**Task to complete:** Return each line of the entries below that contains the word "foliage", copied unchanged.
--- begin Data provided ---
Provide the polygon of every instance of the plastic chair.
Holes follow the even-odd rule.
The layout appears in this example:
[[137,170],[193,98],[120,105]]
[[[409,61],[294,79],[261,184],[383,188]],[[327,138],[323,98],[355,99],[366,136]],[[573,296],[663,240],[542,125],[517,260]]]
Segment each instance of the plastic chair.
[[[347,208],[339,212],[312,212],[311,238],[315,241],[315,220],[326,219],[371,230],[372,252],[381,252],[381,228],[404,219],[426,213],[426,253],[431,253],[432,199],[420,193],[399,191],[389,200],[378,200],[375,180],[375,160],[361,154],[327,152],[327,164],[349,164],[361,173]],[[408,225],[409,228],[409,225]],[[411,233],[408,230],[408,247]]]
--- end Data provided ---
--- begin Data provided ---
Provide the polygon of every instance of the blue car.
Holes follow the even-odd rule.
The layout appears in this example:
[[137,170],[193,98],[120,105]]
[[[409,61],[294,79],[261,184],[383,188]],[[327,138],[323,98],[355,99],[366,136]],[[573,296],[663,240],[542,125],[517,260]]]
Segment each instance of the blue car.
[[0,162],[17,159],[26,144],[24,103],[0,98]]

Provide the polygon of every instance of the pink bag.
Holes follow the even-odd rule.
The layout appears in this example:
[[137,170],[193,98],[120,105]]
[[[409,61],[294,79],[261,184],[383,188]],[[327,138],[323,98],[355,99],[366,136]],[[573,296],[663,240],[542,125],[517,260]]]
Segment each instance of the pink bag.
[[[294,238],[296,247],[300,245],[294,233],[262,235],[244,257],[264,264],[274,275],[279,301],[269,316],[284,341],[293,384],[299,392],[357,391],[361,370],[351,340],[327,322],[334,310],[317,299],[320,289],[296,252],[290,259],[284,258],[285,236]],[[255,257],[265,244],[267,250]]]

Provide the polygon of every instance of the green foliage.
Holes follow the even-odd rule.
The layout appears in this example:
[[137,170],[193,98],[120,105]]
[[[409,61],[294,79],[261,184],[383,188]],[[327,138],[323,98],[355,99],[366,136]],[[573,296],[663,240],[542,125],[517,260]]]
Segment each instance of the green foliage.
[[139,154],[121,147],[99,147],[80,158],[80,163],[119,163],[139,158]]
--- end Data provided ---
**Reply to the exercise:**
Provide the polygon of every instance of the green foliage.
Segment each instance of the green foliage.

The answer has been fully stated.